## EXTRAIT DE PAGE
+-------+
2.4 Alliance ou pacte : de l’incertitude de l’acte d’inspection

Et donc, parce que notre manière de vivre, d’agir ou d’être avec les autres, n’est pas guidée par l’instinct, parce que nous n’avons pas de manière d’être habituelle, parce que nous pensons et nous nous questionnons, chacun de nos actes est empreint d’incertitude que chacun d’entre nous, à sa manière, tente de combler. L’acte d’inspection ne semble pas devoir échapper à la règle.

L’inspecteur et le maître savent bien que fabriquer des lois et des règlements n’autorise pas à clore l’espace d’incertitude, même si l’une des dérives actuelles pourrait nous laisser supposer que parler éthique c’est aussi parler législation, c’est aussi légiférer.

Nous croiyons qu’au-delà de la position sociale, au-delà des lois, des morales et des cultures qui régulent nos relations et sont autant de balises, la Parole qui circule entre les personnes est le déterminant de l’espèce humaine.
+-------+
## DONNÉES

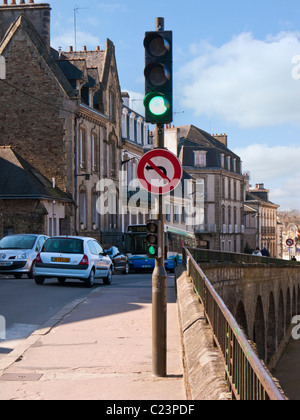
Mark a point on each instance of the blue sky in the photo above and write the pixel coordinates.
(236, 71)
+-------+
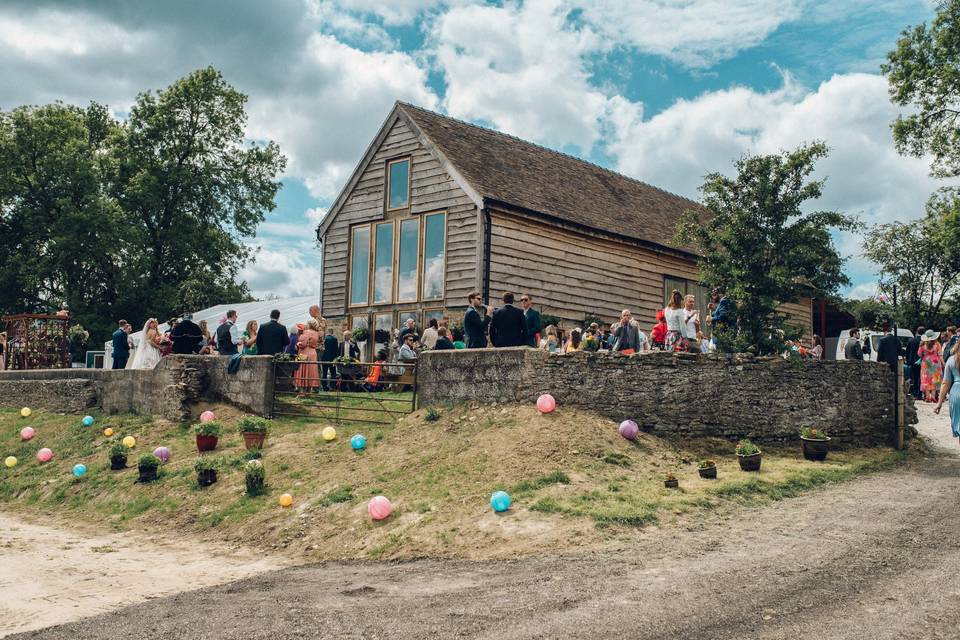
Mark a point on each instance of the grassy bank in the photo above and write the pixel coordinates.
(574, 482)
+-------+
## VOS TÂCHES
• A. Recopiez fidèlement le passage de l'extrait sur l'acte d'inspection qui commence aux mots « Nous croiyons qu’au-delà » et se termine après « de l’espèce humaine. ».
• B. Répondez, s'il vous plaît, à ces questions sur l'extrait sur l'acte d'inspection :
(i) Selon l'extrait, par quoi notre manière de vivre, d'agir ou d'être avec les autres n'est-elle pas guidée ?
(ii) Qui sait bien que fabriquer des lois et des règlements n'autorise pas à clore l'espace d'incertitude ?
(iii) Qu'est-ce qui est présenté comme le déterminant de l'espèce humaine ?

## RÉPONSES
• A.
Nous croiyons qu’au-delà de la position sociale, au-delà des lois, des morales et des cultures qui régulent nos relations et sont autant de balises, la Parole qui circule entre les personnes est le déterminant de l’espèce humaine.

• B.
(i) Par l'instinct.
(ii) L'inspecteur et le maître.
(iii) La Parole qui circule entre les personnes.